Small business e-commerce
How to calculate WHEN to move to e-commerce
Times are changing, and technology is moving faster than ever before. On top of that, a global pandemic put the trend towards online shopping into hyper speed. Not only is the need for more hygienic and socially distanced shopping years ahead of what had been predicted, but research also shows that these trends aren’t going anywhere.
Countless small brick-and-mortar businesses flocked to e-commerce, or strengthened their online presence, in order to survive COVID-19. More than a year after the quarantine was first declared, the circumstances have changed.
In lots of countries, the vaccination process is well underway, and some countries managed to escape the pandemic before vaccinations even started rolling out. The need to move online isn’t quite as urgent for survival anymore, which means that brands facing this decision now have the opportunity to really weigh the pros and cons.
These accelerated e-commerce trends tell us that while right now might not be the best time for your specific brand to transition into e-commerce, playing the waiting game might very well be a losing strategy.

* Work to complete:
**a.** In the article on moving to e-commerce, what did countless small brick-and-mortar businesses do to survive COVID-19?
**b.** List every distinct term in the article on moving to e-commerce that contains a hyphen.
**c.** Rewrite the part of the article on moving to e-commerce between "Countless small brick-and-mortar" and "a losing strategy.", inclusive, replacing "brick-and-mortar" with "storefront".

* Excerpted records:
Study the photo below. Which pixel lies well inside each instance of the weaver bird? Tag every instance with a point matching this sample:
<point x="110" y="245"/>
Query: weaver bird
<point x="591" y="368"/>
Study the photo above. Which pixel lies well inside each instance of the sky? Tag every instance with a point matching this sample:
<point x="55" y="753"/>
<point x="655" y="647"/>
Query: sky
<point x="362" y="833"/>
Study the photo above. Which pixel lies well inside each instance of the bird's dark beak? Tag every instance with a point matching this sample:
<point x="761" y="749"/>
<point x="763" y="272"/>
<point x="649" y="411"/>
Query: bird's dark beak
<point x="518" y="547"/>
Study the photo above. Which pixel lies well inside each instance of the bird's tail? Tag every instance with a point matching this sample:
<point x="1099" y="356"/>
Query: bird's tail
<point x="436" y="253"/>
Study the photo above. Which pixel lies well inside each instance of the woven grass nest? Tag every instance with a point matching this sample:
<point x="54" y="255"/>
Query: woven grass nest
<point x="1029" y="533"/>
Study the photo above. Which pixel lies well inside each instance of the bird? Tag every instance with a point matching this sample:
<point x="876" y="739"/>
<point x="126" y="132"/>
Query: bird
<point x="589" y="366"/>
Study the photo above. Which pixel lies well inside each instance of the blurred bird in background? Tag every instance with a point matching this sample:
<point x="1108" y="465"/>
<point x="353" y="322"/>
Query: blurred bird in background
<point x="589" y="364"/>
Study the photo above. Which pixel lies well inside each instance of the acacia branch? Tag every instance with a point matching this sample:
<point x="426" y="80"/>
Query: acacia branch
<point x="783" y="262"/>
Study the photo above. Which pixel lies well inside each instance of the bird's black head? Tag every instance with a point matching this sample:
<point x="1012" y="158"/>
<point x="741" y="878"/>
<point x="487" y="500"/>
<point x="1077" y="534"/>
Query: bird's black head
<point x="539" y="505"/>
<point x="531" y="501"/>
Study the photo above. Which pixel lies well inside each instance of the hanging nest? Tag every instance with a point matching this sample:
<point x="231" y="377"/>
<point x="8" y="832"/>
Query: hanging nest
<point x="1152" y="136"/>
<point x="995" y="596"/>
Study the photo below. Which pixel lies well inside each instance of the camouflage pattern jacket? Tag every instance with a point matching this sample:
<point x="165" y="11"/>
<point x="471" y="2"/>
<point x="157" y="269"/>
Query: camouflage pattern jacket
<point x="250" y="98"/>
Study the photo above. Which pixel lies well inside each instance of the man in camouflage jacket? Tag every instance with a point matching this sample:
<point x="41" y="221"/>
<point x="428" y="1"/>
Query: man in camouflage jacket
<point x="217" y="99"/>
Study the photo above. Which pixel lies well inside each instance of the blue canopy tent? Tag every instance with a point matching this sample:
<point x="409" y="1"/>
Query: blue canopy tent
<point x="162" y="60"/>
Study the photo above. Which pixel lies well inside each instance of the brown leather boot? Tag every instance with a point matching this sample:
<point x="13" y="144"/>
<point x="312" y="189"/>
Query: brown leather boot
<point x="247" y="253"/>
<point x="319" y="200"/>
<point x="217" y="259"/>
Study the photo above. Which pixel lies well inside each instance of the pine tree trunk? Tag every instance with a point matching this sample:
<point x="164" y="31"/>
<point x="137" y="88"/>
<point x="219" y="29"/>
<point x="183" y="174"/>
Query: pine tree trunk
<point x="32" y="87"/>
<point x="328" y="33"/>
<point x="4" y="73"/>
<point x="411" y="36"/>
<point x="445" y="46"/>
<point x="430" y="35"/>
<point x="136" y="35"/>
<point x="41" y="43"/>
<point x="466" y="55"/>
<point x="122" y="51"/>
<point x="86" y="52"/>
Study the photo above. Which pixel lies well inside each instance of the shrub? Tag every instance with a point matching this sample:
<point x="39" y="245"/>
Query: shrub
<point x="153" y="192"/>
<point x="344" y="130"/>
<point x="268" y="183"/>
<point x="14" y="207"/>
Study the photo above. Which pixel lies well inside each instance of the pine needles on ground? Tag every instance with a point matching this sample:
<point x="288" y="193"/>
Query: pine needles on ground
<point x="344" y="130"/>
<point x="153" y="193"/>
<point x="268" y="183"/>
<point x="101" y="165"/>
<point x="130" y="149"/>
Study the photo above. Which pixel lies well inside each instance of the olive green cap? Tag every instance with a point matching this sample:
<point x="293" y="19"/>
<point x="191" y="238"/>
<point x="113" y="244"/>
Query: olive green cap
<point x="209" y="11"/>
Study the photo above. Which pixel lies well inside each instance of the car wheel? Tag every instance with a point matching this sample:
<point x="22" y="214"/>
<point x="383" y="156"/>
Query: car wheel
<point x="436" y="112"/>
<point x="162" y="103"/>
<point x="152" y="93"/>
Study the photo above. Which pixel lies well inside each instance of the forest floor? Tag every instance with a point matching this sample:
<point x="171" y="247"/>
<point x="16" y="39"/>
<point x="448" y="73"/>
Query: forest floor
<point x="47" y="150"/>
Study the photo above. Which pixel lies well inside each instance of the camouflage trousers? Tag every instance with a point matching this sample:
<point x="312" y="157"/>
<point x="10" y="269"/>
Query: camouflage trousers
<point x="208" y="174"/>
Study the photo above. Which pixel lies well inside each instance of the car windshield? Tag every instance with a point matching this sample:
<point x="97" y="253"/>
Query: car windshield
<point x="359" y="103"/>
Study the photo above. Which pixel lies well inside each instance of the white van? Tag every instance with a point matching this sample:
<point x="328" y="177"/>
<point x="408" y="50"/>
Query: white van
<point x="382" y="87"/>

* Solutions for each task:
**a.** They flocked to e-commerce or strengthened their online presence.

**b.** e-commerce, brick-and-mortar, COVID-19

**c.**
Countless small storefront businesses flocked to e-commerce, or strengthened their online presence, in order to survive COVID-19. More than a year after the quarantine was first declared, the circumstances have changed.
In lots of countries, the vaccination process is well underway, and some countries managed to escape the pandemic before vaccinations even started rolling out. The need to move online isn’t quite as urgent for survival anymore, which means that brands facing this decision now have the opportunity to really weigh the pros and cons.
These accelerated e-commerce trends tell us that while right now might not be the best time for your specific brand to transition into e-commerce, playing the waiting game might very well be a losing strategy.